***** STORED ROWS *****

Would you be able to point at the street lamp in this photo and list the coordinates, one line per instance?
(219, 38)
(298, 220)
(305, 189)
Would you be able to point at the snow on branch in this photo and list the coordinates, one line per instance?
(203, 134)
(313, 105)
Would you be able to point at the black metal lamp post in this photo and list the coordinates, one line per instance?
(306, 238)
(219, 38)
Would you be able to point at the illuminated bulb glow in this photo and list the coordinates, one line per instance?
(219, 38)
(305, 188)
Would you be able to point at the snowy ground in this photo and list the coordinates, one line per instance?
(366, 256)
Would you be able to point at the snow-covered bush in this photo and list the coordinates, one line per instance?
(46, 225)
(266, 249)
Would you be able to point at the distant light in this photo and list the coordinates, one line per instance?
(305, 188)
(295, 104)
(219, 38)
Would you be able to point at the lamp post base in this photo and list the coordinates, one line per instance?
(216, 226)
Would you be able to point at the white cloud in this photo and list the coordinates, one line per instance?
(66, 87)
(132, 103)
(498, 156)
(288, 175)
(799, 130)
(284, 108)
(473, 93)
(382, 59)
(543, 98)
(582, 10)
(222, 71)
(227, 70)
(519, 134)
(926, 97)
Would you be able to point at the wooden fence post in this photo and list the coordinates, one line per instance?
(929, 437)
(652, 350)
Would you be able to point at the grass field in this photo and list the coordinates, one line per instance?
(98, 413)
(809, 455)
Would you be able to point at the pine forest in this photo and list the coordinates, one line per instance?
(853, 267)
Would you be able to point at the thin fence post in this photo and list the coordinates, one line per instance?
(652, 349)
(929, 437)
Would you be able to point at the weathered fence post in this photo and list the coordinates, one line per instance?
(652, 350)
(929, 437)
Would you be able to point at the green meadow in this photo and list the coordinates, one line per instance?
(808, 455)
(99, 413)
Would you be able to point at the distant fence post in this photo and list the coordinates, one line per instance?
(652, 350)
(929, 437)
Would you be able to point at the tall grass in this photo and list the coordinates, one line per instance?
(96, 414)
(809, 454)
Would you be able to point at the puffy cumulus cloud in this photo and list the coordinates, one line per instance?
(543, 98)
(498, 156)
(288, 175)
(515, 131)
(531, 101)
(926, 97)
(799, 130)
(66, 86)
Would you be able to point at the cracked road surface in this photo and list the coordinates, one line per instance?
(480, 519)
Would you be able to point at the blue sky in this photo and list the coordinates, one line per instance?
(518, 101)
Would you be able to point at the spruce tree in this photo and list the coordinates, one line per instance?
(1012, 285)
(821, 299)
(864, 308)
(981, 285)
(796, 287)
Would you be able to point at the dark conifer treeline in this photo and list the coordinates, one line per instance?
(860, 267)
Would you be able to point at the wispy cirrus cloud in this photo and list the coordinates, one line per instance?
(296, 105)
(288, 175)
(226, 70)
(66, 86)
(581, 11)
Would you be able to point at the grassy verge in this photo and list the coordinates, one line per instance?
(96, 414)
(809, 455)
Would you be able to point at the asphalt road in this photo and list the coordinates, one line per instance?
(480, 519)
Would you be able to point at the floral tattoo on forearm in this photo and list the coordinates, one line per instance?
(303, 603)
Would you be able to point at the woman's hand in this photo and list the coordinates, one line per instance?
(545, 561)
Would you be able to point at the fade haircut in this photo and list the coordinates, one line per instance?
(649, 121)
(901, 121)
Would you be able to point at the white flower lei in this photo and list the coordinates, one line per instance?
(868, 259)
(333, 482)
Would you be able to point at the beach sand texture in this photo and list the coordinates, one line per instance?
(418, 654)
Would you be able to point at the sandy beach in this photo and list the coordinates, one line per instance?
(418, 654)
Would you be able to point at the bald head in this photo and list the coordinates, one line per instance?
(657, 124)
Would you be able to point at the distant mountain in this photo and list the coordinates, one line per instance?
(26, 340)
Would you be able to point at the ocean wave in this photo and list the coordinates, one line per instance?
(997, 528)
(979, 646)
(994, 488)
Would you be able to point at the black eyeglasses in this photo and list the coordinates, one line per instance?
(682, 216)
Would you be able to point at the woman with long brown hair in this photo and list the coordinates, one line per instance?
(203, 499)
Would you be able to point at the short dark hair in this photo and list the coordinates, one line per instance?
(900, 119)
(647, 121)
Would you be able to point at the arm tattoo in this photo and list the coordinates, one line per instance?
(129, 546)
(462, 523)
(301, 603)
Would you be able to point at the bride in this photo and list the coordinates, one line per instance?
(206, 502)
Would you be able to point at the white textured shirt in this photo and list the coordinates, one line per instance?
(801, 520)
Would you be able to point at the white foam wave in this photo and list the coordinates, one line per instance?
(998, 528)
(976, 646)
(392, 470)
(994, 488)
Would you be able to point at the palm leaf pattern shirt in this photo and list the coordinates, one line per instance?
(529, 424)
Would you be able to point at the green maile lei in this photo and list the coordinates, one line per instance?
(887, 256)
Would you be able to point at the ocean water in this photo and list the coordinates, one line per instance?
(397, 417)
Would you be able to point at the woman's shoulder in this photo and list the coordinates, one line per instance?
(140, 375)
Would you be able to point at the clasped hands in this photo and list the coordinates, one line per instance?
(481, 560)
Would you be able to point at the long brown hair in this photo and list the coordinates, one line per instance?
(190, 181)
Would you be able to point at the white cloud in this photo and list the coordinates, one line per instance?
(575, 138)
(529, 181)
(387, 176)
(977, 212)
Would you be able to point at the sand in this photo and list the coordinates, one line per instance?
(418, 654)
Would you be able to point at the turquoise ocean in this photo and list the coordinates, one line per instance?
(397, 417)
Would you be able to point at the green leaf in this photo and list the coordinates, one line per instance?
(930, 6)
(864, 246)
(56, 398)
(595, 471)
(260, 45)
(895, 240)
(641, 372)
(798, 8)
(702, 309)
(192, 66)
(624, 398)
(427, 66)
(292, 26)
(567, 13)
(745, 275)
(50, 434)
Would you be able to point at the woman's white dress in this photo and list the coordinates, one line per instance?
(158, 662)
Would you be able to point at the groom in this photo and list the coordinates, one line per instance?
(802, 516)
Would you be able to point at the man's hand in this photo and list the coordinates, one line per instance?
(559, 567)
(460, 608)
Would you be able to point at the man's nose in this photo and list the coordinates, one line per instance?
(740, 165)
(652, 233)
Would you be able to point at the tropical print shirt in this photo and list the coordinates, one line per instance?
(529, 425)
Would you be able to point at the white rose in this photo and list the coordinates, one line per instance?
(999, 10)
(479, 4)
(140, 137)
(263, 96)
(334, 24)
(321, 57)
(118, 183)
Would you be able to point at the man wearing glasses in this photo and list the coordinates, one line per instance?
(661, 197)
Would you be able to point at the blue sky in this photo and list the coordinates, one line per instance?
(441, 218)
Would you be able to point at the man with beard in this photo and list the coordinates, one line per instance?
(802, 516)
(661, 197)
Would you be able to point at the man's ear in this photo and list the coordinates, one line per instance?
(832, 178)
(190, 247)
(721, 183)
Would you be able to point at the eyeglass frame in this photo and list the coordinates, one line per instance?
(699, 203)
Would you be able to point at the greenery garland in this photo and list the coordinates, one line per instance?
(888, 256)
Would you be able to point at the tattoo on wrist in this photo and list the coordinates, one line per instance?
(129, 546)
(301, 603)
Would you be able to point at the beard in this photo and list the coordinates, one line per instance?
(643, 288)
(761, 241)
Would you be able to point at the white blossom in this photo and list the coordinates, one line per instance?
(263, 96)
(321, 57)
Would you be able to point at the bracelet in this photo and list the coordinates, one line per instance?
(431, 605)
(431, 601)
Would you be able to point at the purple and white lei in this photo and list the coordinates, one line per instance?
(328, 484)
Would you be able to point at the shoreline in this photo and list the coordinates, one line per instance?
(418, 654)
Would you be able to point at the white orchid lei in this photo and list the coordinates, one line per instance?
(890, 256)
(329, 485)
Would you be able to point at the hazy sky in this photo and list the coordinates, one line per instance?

*****

**PROBLEM:**
Revise the lines above by replacing every occurrence of "list the coordinates" with "report the coordinates", leaving everything else unchanged.

**WRITTEN SOLUTION:**
Would you be able to point at the street lamp in this photo and report the coordinates, one line per instance?
(219, 38)
(298, 220)
(305, 189)
Would you be able to point at the snow on branch in this photo and report the coordinates, one line per instance?
(203, 134)
(313, 105)
Would you be able to point at the black metal lamp post in this photo and report the coordinates, one line per instance?
(306, 238)
(219, 38)
Would you be able to point at the illuminated bulb glow in this photo and report the coordinates, one line per instance?
(219, 38)
(305, 188)
Would you be able to point at the snowy ground in this photo and report the coordinates, one line per instance?
(366, 256)
Would you be able to point at the snow-covered bush in this photo and report the coordinates, one line per instance?
(46, 225)
(266, 249)
Would you be able to point at the distant light in this photo and report the coordinates, one line per instance?
(305, 188)
(295, 104)
(219, 38)
Would you be able to point at the lamp post base in this photo and report the coordinates, one line per instance?
(216, 226)
Would you be able to point at the white cloud in this photo and report the coordinates, one line per instance?
(66, 87)
(132, 103)
(498, 156)
(288, 175)
(799, 130)
(284, 108)
(473, 93)
(382, 59)
(543, 98)
(582, 10)
(222, 71)
(227, 70)
(519, 134)
(926, 97)
Would you be able to point at the wooden fence post in this photo and report the coordinates, one line per instance?
(929, 437)
(652, 350)
Would you be able to point at the grass field in this photo and report the coordinates, one line per instance?
(98, 413)
(809, 455)
Would you be able to point at the pine forest in this photo and report the coordinates, one line per instance?
(853, 267)
Would you be able to point at the thin fence post in this photo and report the coordinates, one line per instance?
(652, 349)
(929, 437)
Would you be able to point at the weathered fence post in this photo and report the coordinates, one line per instance?
(652, 350)
(929, 437)
Would you be able to point at the green meadow in this photo and report the coordinates, one line per instance?
(808, 455)
(99, 413)
Would you be able to point at the distant fence post in this photo and report the coordinates, one line per instance?
(652, 350)
(929, 437)
Would you be able to point at the tall grass in this photo and report the coordinates, one line per instance?
(96, 414)
(809, 454)
Would you be able to point at the puffy cumulus cloud in this photo and report the coordinates, one line per instance?
(543, 98)
(498, 156)
(288, 175)
(515, 131)
(531, 101)
(926, 97)
(799, 130)
(66, 86)
Would you be able to point at the cracked road surface in this photo and report the coordinates, one line per instance?
(480, 519)
Would you be able to point at the blue sky in this photo and report the coordinates, one line per instance?
(518, 101)
Would you be able to point at the spruce tree in this photo and report the coordinates, one line per instance?
(1012, 285)
(821, 299)
(864, 308)
(981, 285)
(796, 287)
Would you be able to point at the dark conifer treeline in this photo and report the coordinates, one line per instance?
(860, 267)
Would you be able to point at the wispy cirrus cloud in this photo and report the coordinates, one line per instance?
(296, 105)
(288, 175)
(226, 70)
(66, 86)
(581, 11)
Would you be able to point at the grassy verge in this photo and report the coordinates, one line per instance?
(96, 414)
(809, 455)
Would you be able to point at the asphalt road in this photo and report the coordinates, one line per instance?
(480, 519)
Would you be able to point at the floral tattoo on forearm in this photo and report the coordinates, one line per instance?
(303, 603)
Would you be able to point at the woman's hand in this photo and report the coordinates, one line per instance?
(545, 561)
Would you be able to point at the fade haircut in this photo and report the coordinates, one line per instance?
(649, 121)
(901, 121)
Would you be able to point at the white flower lei in this photo and report the coordinates, one line per instance?
(868, 259)
(333, 482)
Would you be able to point at the beach sand texture in this photo and report the coordinates, one line per instance?
(418, 654)
Would you be able to point at the sandy beach in this photo and report the coordinates, one line per instance?
(418, 654)
Would you be able to point at the bald head in this photo and report the coordinates, one line per instance?
(657, 124)
Would you be able to point at the distant mountain in this photo and report the coordinates, one line per instance?
(26, 340)
Would you be able to point at the ocean wave in this photo and report the coordinates, one line per instance?
(997, 528)
(979, 646)
(994, 488)
Would you be able to point at the black eyeglasses in this photo and report the coordinates, one line per instance?
(682, 216)
Would you be able to point at the woman with long brown hair in this photo and report the coordinates, one line per instance?
(203, 499)
Would you be able to point at the short dark hair in this photo and report the coordinates, one line per instance?
(900, 119)
(647, 121)
Would you be able to point at the arm tattoo in this photo and report the coordinates, one line per instance?
(129, 546)
(462, 523)
(301, 603)
Would you be able to point at the bride in this photo and report the coordinates, one line per instance?
(206, 502)
Would you be able to point at the white textured shirt in this photo and report the coordinates, one line per instance?
(801, 520)
Would you be able to point at the white foam wave in this photo and report the coordinates, one line per instance?
(998, 528)
(976, 646)
(392, 470)
(994, 488)
Would you be able to point at the palm leaf pattern shirt in this photo and report the coordinates, one line per instance?
(529, 424)
Would you be able to point at the green maile lei in this photo and report the coordinates, one line per instance?
(887, 256)
Would you be able to point at the ocean water in this photo and report the coordinates, one line per instance?
(397, 417)
Would you be able to point at the woman's shoulder in this photo and report the coordinates, one line per instance?
(140, 375)
Would you be able to point at the clasped hands in this photo and report the coordinates, one line per instance?
(481, 560)
Would you be able to point at the long brown hair in this photo and report the coordinates, one line per instance?
(190, 181)
Would you be able to point at the white cloud in this photo and report the coordinates, one line per instance?
(575, 138)
(529, 181)
(387, 176)
(977, 212)
Would you be able to point at the sand in this photo and report the coordinates, one line per instance?
(418, 654)
Would you be able to point at the turquoise ocean in this photo and report the coordinates, one line per instance?
(397, 417)
Would you be able to point at the green leaf in this photo and report the coordinates, one line per instance?
(930, 6)
(864, 246)
(56, 398)
(595, 471)
(260, 45)
(895, 240)
(641, 372)
(798, 8)
(702, 309)
(192, 66)
(624, 398)
(427, 66)
(292, 26)
(567, 13)
(745, 275)
(50, 434)
Would you be able to point at the woman's white dress in this photo and report the coordinates, one line per instance?
(158, 662)
Would you be able to point at the groom in this photo and report the coordinates, one line per instance?
(802, 516)
Would you be able to point at the man's hand in this photo and report the coordinates, one line per instance?
(559, 567)
(460, 608)
Would you be able to point at the man's nose in this photo and report the coordinates, one line per instance?
(740, 165)
(652, 233)
Would you be able to point at the tropical print shirt in this photo and report the coordinates, one line per instance?
(529, 425)
Would you be able to point at the white rose in this photo and report the coordinates, one line per instance?
(999, 10)
(479, 4)
(140, 137)
(263, 96)
(334, 24)
(321, 57)
(118, 183)
Would you be able to point at the man wearing glasses in this photo and report the coordinates, one line per instance?
(661, 197)
Would you be able to point at the blue sky in this photo and report the coordinates, one line per instance?
(441, 218)
Would you be able to point at the man with beard in this photo and report the coordinates, one line per instance?
(802, 516)
(661, 197)
Would you be able to point at the man's ear in this photo and report the coordinates, one line per instance?
(832, 178)
(190, 247)
(721, 183)
Would you be able to point at the eyeglass frame in this photo and report the coordinates, one line per instance?
(699, 203)
Would you be able to point at the greenery garland in this photo and report the coordinates, one line per instance?
(888, 256)
Would you be able to point at the tattoo on wrist in this photo and report the coordinates, one line per instance?
(129, 546)
(301, 603)
Would you be able to point at the beard in this photo and report the coordinates, one line per instance?
(643, 288)
(761, 241)
Would you be able to point at the white blossom in this photo and report the coordinates, one line per instance?
(263, 96)
(321, 57)
Would you be able to point at the bracelet in this photo and report the coordinates, one line per instance?
(431, 605)
(431, 601)
Would you be able to point at the purple and white lei in this photo and report the coordinates, one line per instance?
(328, 484)
Would you be able to point at the shoreline in this photo and report the coordinates, one line per instance?
(418, 654)
Would you be able to point at the white orchid lei in this photo and report the coordinates, one line per instance?
(890, 256)
(329, 485)
Would you be able to point at the hazy sky in this photo and report the coordinates, one line per instance?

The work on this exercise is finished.